**TASK TO COMPLETE**. From the line containing "217L668 210V204L663 200L664" through the last line of the entries below, repeat each line word for word and leave out the rest.

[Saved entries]
[Start of Attachment]

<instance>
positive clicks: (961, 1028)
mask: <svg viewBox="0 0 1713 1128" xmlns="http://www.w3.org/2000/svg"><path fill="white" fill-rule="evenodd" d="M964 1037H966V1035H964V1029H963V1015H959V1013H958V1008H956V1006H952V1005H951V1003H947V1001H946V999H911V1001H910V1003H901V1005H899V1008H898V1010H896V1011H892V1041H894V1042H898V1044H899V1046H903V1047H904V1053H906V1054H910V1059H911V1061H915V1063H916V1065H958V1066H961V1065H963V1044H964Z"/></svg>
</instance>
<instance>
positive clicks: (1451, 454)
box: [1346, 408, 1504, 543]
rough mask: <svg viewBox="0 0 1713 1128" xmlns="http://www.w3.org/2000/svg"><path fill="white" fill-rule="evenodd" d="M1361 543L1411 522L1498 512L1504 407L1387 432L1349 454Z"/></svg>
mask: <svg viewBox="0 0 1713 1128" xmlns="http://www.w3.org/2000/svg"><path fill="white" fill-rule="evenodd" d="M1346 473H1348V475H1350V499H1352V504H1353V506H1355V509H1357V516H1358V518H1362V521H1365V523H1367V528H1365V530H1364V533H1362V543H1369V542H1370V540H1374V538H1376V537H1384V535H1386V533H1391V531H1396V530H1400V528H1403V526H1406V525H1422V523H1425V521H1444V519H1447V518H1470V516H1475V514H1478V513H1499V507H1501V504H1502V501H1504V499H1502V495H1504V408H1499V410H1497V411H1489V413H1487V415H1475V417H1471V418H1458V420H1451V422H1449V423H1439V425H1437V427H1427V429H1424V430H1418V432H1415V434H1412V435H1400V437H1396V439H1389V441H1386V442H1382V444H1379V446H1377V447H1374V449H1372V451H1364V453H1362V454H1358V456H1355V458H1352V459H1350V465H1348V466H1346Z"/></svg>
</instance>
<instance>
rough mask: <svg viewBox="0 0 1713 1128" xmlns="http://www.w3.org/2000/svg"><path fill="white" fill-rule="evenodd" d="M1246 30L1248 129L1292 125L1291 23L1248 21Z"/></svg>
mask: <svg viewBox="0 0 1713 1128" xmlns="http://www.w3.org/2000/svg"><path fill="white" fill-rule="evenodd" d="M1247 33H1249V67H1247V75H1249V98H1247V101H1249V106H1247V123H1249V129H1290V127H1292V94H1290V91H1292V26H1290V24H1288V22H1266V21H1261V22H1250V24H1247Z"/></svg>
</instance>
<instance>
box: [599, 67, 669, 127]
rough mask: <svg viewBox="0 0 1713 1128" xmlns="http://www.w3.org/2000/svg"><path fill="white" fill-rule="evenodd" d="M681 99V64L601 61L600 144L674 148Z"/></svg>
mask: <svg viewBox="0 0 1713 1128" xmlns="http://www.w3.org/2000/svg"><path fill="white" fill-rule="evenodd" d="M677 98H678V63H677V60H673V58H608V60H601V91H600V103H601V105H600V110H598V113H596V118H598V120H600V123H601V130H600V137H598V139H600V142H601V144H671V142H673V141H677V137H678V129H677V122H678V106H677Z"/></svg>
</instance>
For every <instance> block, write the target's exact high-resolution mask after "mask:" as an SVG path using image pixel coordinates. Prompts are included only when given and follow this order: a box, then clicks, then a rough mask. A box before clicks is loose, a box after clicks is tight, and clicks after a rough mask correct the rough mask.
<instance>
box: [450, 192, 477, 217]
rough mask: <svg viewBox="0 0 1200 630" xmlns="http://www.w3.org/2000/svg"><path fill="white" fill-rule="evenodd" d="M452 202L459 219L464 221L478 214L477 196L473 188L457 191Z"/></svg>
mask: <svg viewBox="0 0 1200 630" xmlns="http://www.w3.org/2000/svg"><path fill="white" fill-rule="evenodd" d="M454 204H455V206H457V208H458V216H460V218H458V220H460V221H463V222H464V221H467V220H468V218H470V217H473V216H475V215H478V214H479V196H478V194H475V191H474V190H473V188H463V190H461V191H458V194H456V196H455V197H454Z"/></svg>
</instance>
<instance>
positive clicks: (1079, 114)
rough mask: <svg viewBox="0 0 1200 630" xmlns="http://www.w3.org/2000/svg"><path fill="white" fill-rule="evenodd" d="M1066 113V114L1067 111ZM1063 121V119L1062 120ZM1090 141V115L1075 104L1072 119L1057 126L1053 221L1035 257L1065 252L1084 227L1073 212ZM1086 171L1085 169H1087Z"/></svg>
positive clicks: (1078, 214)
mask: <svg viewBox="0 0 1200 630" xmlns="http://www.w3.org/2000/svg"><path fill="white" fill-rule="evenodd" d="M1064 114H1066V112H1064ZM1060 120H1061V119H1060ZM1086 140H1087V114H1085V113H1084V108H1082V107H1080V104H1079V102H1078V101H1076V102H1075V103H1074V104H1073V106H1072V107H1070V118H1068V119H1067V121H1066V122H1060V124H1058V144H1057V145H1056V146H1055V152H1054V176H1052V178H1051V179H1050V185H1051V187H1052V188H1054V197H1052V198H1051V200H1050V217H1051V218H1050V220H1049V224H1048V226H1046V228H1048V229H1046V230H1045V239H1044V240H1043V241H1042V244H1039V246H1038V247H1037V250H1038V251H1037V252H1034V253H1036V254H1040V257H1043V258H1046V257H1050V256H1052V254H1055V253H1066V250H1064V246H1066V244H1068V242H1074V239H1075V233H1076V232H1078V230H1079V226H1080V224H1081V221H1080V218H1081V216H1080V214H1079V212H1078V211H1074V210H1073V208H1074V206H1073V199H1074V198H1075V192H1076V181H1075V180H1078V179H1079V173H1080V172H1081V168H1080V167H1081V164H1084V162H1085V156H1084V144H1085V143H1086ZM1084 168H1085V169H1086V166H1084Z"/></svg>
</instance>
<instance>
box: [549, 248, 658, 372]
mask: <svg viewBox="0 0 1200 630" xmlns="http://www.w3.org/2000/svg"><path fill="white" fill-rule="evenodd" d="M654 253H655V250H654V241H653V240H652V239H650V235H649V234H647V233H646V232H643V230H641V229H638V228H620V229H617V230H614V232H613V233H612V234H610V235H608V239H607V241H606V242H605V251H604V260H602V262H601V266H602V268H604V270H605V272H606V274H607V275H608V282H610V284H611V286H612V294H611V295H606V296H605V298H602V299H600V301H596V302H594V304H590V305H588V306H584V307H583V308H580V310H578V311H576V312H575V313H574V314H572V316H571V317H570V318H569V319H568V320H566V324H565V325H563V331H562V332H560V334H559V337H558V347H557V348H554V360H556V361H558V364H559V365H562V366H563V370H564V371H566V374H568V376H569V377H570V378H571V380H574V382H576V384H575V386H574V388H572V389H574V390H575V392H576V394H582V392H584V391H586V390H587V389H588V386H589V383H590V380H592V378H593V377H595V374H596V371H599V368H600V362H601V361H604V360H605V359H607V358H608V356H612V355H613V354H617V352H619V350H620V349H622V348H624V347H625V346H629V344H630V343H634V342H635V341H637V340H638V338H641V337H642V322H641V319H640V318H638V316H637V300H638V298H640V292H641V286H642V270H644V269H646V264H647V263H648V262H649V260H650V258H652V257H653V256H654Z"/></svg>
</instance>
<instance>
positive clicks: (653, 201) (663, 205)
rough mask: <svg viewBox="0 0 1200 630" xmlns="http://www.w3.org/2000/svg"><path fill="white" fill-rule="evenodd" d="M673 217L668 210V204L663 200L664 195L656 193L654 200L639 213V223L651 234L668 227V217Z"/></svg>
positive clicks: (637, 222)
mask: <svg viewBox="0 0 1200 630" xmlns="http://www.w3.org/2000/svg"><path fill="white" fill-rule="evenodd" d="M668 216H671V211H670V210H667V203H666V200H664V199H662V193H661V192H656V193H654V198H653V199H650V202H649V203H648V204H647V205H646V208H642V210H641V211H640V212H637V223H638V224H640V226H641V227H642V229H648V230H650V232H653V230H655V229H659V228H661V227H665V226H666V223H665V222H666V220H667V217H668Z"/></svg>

[End of Attachment]

**SOLUTION TO THE EXERCISE**.
rough mask: <svg viewBox="0 0 1200 630" xmlns="http://www.w3.org/2000/svg"><path fill="white" fill-rule="evenodd" d="M673 217L668 210V204L663 200L664 195L656 193L654 200L639 213V223L651 234L668 227V217Z"/></svg>
positive clicks: (637, 222)
mask: <svg viewBox="0 0 1200 630" xmlns="http://www.w3.org/2000/svg"><path fill="white" fill-rule="evenodd" d="M668 216H671V211H670V210H667V203H666V200H664V199H662V193H661V192H656V193H654V198H653V199H650V202H649V203H648V204H647V205H646V208H642V210H641V211H640V212H637V223H638V224H640V226H641V227H642V229H648V230H650V232H653V230H655V229H659V228H661V227H665V226H666V223H665V222H666V220H667V217H668Z"/></svg>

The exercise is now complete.